**Exercise objective**
Retype each line below precisely.

Materials provided: Begin

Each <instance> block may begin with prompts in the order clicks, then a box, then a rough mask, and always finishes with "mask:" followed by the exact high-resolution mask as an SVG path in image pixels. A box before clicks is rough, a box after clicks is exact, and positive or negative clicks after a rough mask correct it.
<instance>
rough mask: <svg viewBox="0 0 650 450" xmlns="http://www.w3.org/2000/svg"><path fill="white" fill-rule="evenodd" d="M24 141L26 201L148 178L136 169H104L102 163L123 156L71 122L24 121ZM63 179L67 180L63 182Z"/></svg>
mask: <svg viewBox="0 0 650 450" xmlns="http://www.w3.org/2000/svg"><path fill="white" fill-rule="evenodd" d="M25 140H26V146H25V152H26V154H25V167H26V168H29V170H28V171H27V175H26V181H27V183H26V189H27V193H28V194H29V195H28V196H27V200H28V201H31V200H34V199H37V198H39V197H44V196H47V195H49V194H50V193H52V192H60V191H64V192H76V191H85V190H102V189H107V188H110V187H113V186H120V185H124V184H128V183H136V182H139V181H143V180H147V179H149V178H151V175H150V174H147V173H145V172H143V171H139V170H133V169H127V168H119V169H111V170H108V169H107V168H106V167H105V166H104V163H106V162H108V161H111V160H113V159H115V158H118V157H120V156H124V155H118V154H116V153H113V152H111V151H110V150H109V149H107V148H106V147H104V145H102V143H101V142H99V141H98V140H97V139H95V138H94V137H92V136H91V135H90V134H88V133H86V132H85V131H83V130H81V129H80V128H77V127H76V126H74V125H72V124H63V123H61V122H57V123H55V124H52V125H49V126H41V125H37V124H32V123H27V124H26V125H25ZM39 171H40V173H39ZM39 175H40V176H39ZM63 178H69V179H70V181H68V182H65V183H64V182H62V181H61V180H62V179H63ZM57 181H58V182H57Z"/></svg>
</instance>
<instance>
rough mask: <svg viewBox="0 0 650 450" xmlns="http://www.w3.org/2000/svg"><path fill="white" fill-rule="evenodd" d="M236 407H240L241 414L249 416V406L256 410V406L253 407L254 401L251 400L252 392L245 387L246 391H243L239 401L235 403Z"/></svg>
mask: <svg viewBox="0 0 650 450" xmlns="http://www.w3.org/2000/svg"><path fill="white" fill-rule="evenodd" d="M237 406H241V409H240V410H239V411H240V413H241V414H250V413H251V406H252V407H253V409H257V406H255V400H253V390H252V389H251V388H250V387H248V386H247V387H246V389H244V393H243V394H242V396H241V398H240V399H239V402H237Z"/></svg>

Materials provided: End

**Answer space**
Each <instance> block may begin with prompts in the order clicks, then a box, then a rough mask, and always finishes with "mask:" followed by the exact high-resolution mask as an SVG path in image pixels. A box before clicks is rough, a box after clicks is exact, and positive or negative clicks after a rough mask correct it.
<instance>
rough mask: <svg viewBox="0 0 650 450" xmlns="http://www.w3.org/2000/svg"><path fill="white" fill-rule="evenodd" d="M24 141L26 201L148 178L136 169H104L102 163L123 156L71 122L24 121ZM63 179L67 180L63 182Z"/></svg>
mask: <svg viewBox="0 0 650 450" xmlns="http://www.w3.org/2000/svg"><path fill="white" fill-rule="evenodd" d="M25 140H26V146H25V152H26V154H25V167H26V168H29V170H28V171H27V175H26V181H27V183H26V189H27V193H28V194H29V195H28V196H27V200H28V201H31V200H34V199H37V198H39V197H44V196H47V195H49V194H50V193H52V192H60V191H64V192H76V191H85V190H102V189H107V188H110V187H113V186H120V185H124V184H128V183H136V182H139V181H143V180H147V179H149V178H151V175H150V174H147V173H145V172H143V171H139V170H133V169H127V168H119V169H111V170H108V169H107V168H106V167H105V166H104V163H106V162H108V161H111V160H113V159H115V158H118V157H120V156H124V155H118V154H116V153H113V152H111V151H110V150H109V149H107V148H106V147H104V145H102V143H101V142H99V141H98V140H97V139H95V138H94V137H92V136H91V135H90V134H88V133H86V132H85V131H83V130H81V129H80V128H77V127H76V126H74V125H72V124H63V123H61V122H57V123H55V124H52V125H49V126H41V125H37V124H32V123H27V124H26V125H25ZM39 171H40V173H39ZM39 175H40V176H39ZM63 178H69V179H70V181H68V182H65V183H64V182H62V181H61V180H62V179H63ZM57 181H58V182H57Z"/></svg>
</instance>
<instance>
rough mask: <svg viewBox="0 0 650 450" xmlns="http://www.w3.org/2000/svg"><path fill="white" fill-rule="evenodd" d="M236 407H240L241 414L249 416V406L256 410V406L253 407L254 401L251 400L252 392L245 387L246 391H243L239 401L235 403Z"/></svg>
mask: <svg viewBox="0 0 650 450" xmlns="http://www.w3.org/2000/svg"><path fill="white" fill-rule="evenodd" d="M237 406H241V409H240V410H239V411H240V413H241V414H250V413H251V406H252V407H253V409H257V406H255V400H253V390H252V389H251V388H250V387H248V386H247V387H246V389H244V393H243V394H242V396H241V398H240V399H239V402H237Z"/></svg>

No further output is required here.